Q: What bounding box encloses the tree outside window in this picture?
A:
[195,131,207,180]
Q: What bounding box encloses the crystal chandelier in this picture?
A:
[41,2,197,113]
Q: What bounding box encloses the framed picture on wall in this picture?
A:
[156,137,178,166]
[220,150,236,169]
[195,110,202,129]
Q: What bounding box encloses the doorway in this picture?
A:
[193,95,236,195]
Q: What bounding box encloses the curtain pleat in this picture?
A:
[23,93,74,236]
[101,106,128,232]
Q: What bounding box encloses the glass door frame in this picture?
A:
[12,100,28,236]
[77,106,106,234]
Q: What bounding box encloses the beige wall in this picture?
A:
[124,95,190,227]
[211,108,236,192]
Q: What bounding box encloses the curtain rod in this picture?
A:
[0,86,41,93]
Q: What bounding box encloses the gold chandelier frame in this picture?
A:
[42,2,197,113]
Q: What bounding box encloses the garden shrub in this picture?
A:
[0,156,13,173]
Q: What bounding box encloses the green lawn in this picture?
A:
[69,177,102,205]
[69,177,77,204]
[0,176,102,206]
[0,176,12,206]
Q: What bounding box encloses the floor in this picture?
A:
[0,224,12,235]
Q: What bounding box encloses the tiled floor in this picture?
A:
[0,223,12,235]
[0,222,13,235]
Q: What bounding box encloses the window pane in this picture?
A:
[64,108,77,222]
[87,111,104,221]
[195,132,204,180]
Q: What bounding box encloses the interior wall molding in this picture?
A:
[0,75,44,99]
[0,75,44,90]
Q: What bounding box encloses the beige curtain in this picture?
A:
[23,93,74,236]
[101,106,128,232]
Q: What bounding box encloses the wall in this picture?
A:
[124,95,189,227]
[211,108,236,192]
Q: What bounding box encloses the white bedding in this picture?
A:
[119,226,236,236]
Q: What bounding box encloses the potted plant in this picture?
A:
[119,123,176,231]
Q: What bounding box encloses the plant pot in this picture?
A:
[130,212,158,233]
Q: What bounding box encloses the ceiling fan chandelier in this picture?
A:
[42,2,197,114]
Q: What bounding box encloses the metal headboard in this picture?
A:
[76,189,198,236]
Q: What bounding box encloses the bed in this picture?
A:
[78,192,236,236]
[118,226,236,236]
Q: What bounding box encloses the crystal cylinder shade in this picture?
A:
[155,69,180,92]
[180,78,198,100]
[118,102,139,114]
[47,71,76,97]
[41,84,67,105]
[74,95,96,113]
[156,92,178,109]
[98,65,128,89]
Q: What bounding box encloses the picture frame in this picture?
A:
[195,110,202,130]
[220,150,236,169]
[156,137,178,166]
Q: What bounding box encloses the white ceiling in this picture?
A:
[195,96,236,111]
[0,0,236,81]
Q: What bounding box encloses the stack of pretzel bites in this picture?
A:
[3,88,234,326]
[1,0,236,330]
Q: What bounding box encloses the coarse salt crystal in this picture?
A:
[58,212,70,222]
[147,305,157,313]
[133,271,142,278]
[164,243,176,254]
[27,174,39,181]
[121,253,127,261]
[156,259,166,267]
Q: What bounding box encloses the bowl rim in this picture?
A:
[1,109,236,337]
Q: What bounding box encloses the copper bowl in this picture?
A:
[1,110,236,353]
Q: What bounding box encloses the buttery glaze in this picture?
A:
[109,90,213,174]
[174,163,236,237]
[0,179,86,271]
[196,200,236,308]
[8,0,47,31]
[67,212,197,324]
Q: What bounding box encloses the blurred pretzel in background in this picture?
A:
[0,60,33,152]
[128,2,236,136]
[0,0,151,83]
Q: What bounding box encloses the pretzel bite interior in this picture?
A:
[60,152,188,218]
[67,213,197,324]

_Activity:_
Reproduce all of the records precisely. No word may differ.

_Output for this task:_
Q: What bounding box encloses the tree outside window in this picture?
A:
[195,131,207,180]
Q: What bounding box encloses the crystal chandelier in this picture?
A:
[41,2,197,113]
Q: What bounding box encloses the framed picture on wall in this picture?
A:
[156,137,178,166]
[220,150,236,169]
[195,110,202,129]
Q: What bounding box encloses the doorway in this picture?
A:
[193,95,236,195]
Q: What bounding box encloses the curtain pleat in this picture?
A:
[23,93,74,236]
[101,106,128,232]
Q: What bounding box encloses the glass door frame in this picture?
A:
[12,100,28,236]
[77,106,106,234]
Q: What bounding box encloses the beige wall in this picture?
A:
[124,95,190,227]
[211,108,236,192]
Q: What bounding box encloses the curtain rod in this picture?
A:
[0,86,41,93]
Q: What bounding box encloses the gold chandelier frame in this picture?
A:
[42,2,197,113]
Q: What bounding box encloses the garden shrub in this picture?
A:
[0,156,13,173]
Q: What bounding box encloses the green lawn in this picture?
A:
[69,177,102,205]
[69,177,77,204]
[0,176,102,206]
[0,176,12,206]
Q: What bounding box encloses the floor in this picture?
A:
[0,224,12,235]
Q: What bounding box encloses the tiled floor in this picture?
A:
[0,223,12,235]
[0,222,13,235]
Q: What bounding box encloses the window pane in this picture?
A:
[64,108,77,222]
[87,111,104,221]
[195,132,204,180]
Q: What bounding box encloses the interior wall molding in this picture?
A:
[0,75,44,99]
[0,75,44,90]
Q: What bounding box encloses the beige curtain in this picture?
A:
[23,93,74,236]
[101,106,128,232]
Q: What bounding box encloses the wall in this picture?
A:
[124,95,189,227]
[211,108,236,192]
Q: What bounding box encloses the white bedding in this picture?
A:
[119,226,236,236]
Q: What bounding box encloses the potted plant in this picture?
A:
[119,123,176,231]
Q: What bounding box encloses the plant pot in this picture?
A:
[130,212,158,233]
Q: What bounding box encloses the ceiling fan chandelier in this picture?
A:
[42,2,197,114]
Q: What bounding box encloses the metal headboard in this picture?
A:
[76,189,198,236]
Q: What bounding box encloses the bed in this picture?
A:
[78,192,236,236]
[118,226,236,236]
Q: What bounding box encloses the crystal cylinder shade in this picture?
A:
[155,69,180,92]
[180,78,198,100]
[118,102,139,114]
[47,71,76,97]
[41,84,67,105]
[74,95,96,113]
[156,92,178,109]
[98,65,128,89]
Q: What bounding box encloses the picture frame in this picture?
A:
[195,110,202,130]
[220,150,236,169]
[156,137,178,166]
Q: What bounding box encloses the white ceiling in this picture?
A:
[195,96,236,111]
[0,0,236,81]
Q: What bounding box encloses the stack of pretzel bites in this picture?
A:
[3,88,234,326]
[1,0,236,330]
Q: What bounding box encloses the coarse salt crystal in this picture?
A:
[58,212,70,222]
[147,305,157,313]
[133,271,142,278]
[164,243,176,254]
[27,174,39,181]
[121,253,127,261]
[156,259,166,267]
Q: What bounding box encloses the bowl rim in this picture?
A:
[1,109,236,337]
Q: What bounding box encloses the copper bowl in this picture?
A:
[1,110,236,353]
Q: What bounding box encloses the buttery glaze in this picture?
A:
[109,90,213,174]
[174,163,236,237]
[0,179,86,271]
[196,200,236,308]
[8,0,47,31]
[67,212,197,324]
Q: What bounding box encloses the blurred pretzel in background in this picture?
A:
[0,60,33,152]
[128,2,236,136]
[0,0,151,83]
Q: What bounding box encloses the pretzel bite interior in this picture?
A:
[60,152,188,218]
[67,213,197,324]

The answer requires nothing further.